AUFGABENSTELLUNG
Wiederhole bitte alle folgenden Zeilen unverändert und lass dabei die Bilder weg.

GEGEBENE ZEILEN
+-------+

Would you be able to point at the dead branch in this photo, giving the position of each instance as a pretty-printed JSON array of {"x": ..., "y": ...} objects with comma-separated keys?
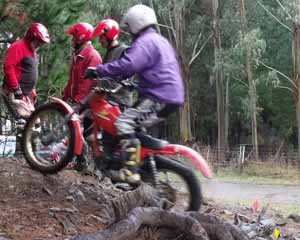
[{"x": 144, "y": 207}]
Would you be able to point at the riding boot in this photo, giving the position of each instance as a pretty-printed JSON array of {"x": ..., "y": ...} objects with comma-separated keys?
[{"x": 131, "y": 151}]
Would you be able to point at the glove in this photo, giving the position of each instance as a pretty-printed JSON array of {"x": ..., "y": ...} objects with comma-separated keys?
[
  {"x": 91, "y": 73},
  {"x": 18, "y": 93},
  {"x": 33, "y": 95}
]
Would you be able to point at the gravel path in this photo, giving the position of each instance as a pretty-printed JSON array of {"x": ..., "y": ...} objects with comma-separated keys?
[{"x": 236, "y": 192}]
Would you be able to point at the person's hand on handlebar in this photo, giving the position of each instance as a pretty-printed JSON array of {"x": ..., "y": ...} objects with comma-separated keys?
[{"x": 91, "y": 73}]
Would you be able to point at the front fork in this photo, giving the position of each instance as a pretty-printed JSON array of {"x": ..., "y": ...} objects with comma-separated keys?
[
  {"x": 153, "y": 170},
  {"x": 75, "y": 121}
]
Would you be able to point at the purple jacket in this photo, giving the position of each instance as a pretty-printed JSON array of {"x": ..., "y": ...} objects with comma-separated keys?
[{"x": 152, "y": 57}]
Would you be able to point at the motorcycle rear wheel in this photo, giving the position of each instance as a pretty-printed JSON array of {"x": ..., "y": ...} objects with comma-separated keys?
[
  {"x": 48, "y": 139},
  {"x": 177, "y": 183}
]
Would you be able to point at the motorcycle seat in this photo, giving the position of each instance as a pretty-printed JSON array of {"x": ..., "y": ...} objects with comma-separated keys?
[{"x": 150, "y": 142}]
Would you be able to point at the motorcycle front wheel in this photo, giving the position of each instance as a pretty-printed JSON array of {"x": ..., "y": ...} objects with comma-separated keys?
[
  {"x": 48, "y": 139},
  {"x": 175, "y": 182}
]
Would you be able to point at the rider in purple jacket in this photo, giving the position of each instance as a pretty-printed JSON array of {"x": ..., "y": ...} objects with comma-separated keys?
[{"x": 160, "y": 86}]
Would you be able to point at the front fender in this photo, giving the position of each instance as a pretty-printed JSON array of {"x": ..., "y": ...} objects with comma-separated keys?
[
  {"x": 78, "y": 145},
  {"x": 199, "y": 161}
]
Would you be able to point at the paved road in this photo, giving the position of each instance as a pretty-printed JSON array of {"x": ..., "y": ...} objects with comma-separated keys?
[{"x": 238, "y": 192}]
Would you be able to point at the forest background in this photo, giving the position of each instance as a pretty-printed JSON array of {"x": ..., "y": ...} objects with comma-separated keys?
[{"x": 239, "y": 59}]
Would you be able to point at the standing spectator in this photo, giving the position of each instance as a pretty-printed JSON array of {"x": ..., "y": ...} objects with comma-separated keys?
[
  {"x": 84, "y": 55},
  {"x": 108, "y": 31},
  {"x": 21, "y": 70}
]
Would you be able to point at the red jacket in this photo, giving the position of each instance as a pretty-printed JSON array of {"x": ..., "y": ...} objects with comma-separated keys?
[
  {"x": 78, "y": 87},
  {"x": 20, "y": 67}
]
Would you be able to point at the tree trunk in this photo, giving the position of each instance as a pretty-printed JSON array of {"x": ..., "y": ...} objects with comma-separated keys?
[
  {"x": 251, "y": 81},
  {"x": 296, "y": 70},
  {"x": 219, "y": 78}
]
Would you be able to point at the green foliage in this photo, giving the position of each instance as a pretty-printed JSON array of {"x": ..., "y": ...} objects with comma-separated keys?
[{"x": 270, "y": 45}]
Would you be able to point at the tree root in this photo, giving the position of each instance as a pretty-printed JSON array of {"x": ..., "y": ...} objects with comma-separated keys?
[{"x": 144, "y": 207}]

+-------+

LÖSUNG
Would you be able to point at the dead branch in this photo, giving the position of each instance as a pretty-printed JSON array of {"x": ..., "y": ...} objects with comma-separated keys?
[{"x": 144, "y": 207}]
Would you be able to point at the riding boot in this photo, giving the position of each instance as a pretty-printed JSON array of {"x": ..., "y": ...} objects with comma-separated keys?
[{"x": 131, "y": 151}]
Would you be able to point at the glove in this photo, giving the position of each instance as a pretty-printed JSON array of {"x": ..., "y": ...} objects with comma-separated keys?
[
  {"x": 91, "y": 73},
  {"x": 18, "y": 93},
  {"x": 33, "y": 95}
]
Would you be able to point at the gravel path in this photo, giving the position of each instance as a pretty-printed JSON array of {"x": ..., "y": ...} objects with comma-separated keys?
[{"x": 236, "y": 192}]
Would you be able to point at the person's hand on handlebar in this photo, giving the position of each instance as a pretty-printed JSON array of {"x": ..., "y": ...} objects with comma-separated keys?
[{"x": 91, "y": 73}]
Would you be able to point at the front fork in this photo, giving the position of each instance as a pretty-printed JSON array of {"x": ..., "y": ...} objects with comma-separated keys?
[
  {"x": 153, "y": 170},
  {"x": 75, "y": 121}
]
Would you be able to point at the purple jacket in this photo, giving the position of each instance as a pretty-printed JSON array of {"x": ..., "y": ...} objects with comma-separated keys?
[{"x": 152, "y": 57}]
Would you be able to point at the motorcycle rear wheel in this photo, giving the position of each instance as a pretty-printed JSON array of {"x": ..., "y": ...} objects with comma-separated keys?
[
  {"x": 48, "y": 139},
  {"x": 177, "y": 183}
]
Would you be able to point at the motorcycle seat in this photo, giving the position of each instance as a pretty-printed JSON array of {"x": ..., "y": ...} objects with comma-separated keys?
[{"x": 150, "y": 142}]
Would you be able to point at the motorcycle front wheel in this photo, giving the position of each instance as a pretty-printed JSON array of {"x": ..., "y": ...} objects with comma-separated keys?
[
  {"x": 48, "y": 139},
  {"x": 175, "y": 182}
]
Would you be able to point at the rider in purple jacket in this photo, giving the position of each instance as a pretty-printed JSON array of {"x": ..., "y": ...} objects with comma-separated keys?
[{"x": 160, "y": 86}]
Would you be able to point at the front fender in this photo, giving the position of each instance as a pretty-printed JSON array of {"x": ..., "y": ...} objects with comma-separated keys?
[
  {"x": 78, "y": 145},
  {"x": 199, "y": 161}
]
Would you be able to point at the paved road in this photo, giving the position of each instance as a pretty-printed JSON array of {"x": ..., "y": ...} objects with comma-separated keys?
[{"x": 238, "y": 192}]
Would you be able to point at the forest background in this photo, giving the position of each instance as a pretty-printed JSON array of {"x": ..., "y": ...} objects with comma-separated keys?
[{"x": 239, "y": 59}]
Would you be able to point at the standing spectator in this photo, giving the position of each instance as a pretty-printed JSON array of {"x": ..., "y": ...} objects with comma-separated keys?
[
  {"x": 84, "y": 55},
  {"x": 108, "y": 31},
  {"x": 21, "y": 70}
]
Would you be able to point at the red jacket in this photo, giving the position of each instance as a pretty-printed JSON array of {"x": ..., "y": ...} objects with comma-separated keys?
[
  {"x": 78, "y": 87},
  {"x": 20, "y": 67}
]
Would you be able to point at the tree trunk in this photo, giving the position of each instance as a pretty-printed JSON array of {"x": ..., "y": ...} objects with comma-separated keys?
[
  {"x": 251, "y": 81},
  {"x": 296, "y": 70},
  {"x": 219, "y": 78}
]
Would you be able to point at the green foliage in this photo, giving the position of each instance as a pretty-printed JSON array of {"x": ..., "y": ...} objects with comma-separated keys?
[{"x": 270, "y": 45}]
Would you be able to point at the tree root in this photo, giving the position of each instance as a pretty-printed JSON array of {"x": ..., "y": ...} objects with comma-separated keys?
[{"x": 144, "y": 207}]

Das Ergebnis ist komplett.